Document extract
──────
Here’s a checklist for those facing their first-ever Canadian winter
The first flakes floated around in the Friday skies on the downtown campus, hailing the true end of summer and the proper start of Canada’s second season: winter.
Welcome to the cold season. Population: you. From here on out the weather gets progressively colder and nastier till even Fahrenheit and Celsius get together and agree, “it’s bloody cold out.”
Here is the bad news: winter is coming, and it’s one frigid, icy, relentless season that will haunt you every time you dare to brave the outdoors. Here is the good news: it’s actually survivable.
Take it from the Vancouverite whose previous winter experience consisted of owning a solid pair of rainboots; I’m walking proof that you can make it through the next six (or seven) months and live to see the green shoots of spring.
For those of you in my (last year’s) shoes, here is a checklist of survival necessities. Send me a postcard from spring; I’m heading for some poutine in the meantime to prepare.
──────
Listed entries
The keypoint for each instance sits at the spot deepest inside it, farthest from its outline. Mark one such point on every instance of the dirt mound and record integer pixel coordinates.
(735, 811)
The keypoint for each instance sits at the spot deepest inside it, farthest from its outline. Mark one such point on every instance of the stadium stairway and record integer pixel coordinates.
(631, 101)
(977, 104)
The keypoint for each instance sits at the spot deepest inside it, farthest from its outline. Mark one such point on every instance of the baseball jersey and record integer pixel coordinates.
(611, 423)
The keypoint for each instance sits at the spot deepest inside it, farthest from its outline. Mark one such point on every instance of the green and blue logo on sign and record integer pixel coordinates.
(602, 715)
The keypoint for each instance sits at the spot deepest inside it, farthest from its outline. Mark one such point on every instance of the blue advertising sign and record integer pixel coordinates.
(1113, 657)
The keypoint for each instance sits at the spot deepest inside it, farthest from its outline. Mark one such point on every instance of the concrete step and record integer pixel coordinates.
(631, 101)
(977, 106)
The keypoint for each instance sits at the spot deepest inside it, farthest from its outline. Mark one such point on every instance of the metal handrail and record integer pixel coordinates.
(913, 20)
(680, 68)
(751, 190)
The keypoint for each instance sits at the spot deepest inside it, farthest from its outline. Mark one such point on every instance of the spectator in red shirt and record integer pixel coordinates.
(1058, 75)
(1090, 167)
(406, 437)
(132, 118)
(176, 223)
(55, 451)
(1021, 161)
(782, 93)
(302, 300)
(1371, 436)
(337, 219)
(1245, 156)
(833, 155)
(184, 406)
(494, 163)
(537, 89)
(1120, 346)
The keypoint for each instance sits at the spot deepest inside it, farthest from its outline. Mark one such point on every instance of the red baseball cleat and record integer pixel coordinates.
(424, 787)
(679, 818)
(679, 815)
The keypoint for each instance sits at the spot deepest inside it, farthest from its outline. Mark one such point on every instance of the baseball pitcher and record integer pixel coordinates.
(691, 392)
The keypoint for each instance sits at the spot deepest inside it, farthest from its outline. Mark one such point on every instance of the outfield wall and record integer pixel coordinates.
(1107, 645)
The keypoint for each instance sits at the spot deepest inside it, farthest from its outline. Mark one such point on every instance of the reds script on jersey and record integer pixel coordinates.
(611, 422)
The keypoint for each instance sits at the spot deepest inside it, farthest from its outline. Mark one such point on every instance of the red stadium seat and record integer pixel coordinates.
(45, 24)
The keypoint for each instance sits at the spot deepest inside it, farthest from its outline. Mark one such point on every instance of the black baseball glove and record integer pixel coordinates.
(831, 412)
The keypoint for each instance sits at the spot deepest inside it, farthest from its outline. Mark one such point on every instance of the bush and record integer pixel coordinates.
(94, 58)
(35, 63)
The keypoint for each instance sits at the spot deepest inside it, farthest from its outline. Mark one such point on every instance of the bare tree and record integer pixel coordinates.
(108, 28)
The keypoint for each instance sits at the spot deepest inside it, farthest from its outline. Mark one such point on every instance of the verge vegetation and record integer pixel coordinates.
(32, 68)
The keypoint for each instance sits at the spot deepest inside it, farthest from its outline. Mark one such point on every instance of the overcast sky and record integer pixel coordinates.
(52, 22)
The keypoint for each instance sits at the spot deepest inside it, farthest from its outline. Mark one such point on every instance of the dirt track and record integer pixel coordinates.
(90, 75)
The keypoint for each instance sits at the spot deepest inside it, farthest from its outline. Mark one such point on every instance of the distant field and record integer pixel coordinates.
──────
List of tasks
1. Summarize the article about a first Canadian winter in two sentences.
2. Translate this sentence from the article about a first Canadian winter into Spanish: "Here is the bad news: winter is coming, and it’s one frigid, icy, relentless season that will haunt you every time you dare to brave the outdoors."
3. According to the article about a first Canadian winter, what did the writer's previous winter experience consist of?

Solutions to each task
1. The first snowflakes on the downtown campus mark the start of winter, a frigid, icy, relentless season that is nonetheless survivable. A Vancouverite whose earlier winter experience was owning a solid pair of rainboots offers a checklist of survival necessities for people facing their first Canadian winter.

2. Esta es la mala noticia: el invierno se acerca, y es una estación gélida, helada e implacable que te atormentará cada vez que te atrevas a salir al exterior.

3. Owning a solid pair of rainboots.